**Getoonde tekst:**

◆ ◆ ◆ ◆ ◆ ◆ ◆

Koloniale wereldtentoonstellingen > Veranderende verhalen
Tijdens de wereldtentoonstellingen tussen 1880 en 1931 veranderde de rol die Nederland zich als kolonisator aanmat.
Amsterdam: 1883
Op de wereldtentoonstelling in Amsterdam wekte Nederland bij het publiek de nieuwsgierigheid met presentaties van samenlevingen in Indië, Suriname en de Antillen. Er lag een sterke nadruk op de handelsmogelijkheden. De teneur was dat het kolonialisme voor Nederland economisch van groot belang kon zijn.
Brussel: 1910
Op de tentoonstelling in Brussel verschoof het accent naar Nederland als brenger van vooruitgang in de koloniën. In een strakke en vernieuwende vormgeving werd deze ethische politiek uiteengezet. Daarnaast was er veel aandacht voor de eeuwenoude Indo-Javaanse cultuur. Nederland mat zich vol zelfvertrouwen met Engeland, de kolonisator van Brits-Indië.

◆ ◆ ◆ ◆ ◆ ◆ ◆

**Verzamelde gegevens:**
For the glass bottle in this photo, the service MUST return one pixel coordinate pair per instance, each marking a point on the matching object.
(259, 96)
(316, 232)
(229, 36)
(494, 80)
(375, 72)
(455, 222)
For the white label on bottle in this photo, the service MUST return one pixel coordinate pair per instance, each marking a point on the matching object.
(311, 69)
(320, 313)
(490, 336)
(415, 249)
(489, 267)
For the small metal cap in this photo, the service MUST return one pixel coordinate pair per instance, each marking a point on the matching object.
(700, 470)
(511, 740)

◆ ◆ ◆ ◆ ◆ ◆ ◆

**Lijst met opdrachten:**
1. Met welk land mat Nederland zich in Brussel in 1910 volgens de tekst over de koloniale wereldtentoonstellingen?
2. Schrijf een vervolg op de tekst over de koloniale wereldtentoonstellingen dat begint na de laatste zin.

**Antwoorden op opdrachten:**
1. Met Engeland, de kolonisator van Brits-Indië.

2.
Parijs: 1931
In Parijs overheerste de Nederlandse zelfingenomenheid. Onder het motto ‘daar werd wat groots verricht’ werd de nadruk gelegd op de modernisering die onder Nederlandse leiding was bereikt. Het publiek kreeg een idyllisch beeld voorgeschoteld van het culturele en religieuze leven van de inheemse (vooral Balinese) bevolking. Over het politieke bewustzijn en het onafhankelijkheidsstreven van de Indiërs werd niet gerept.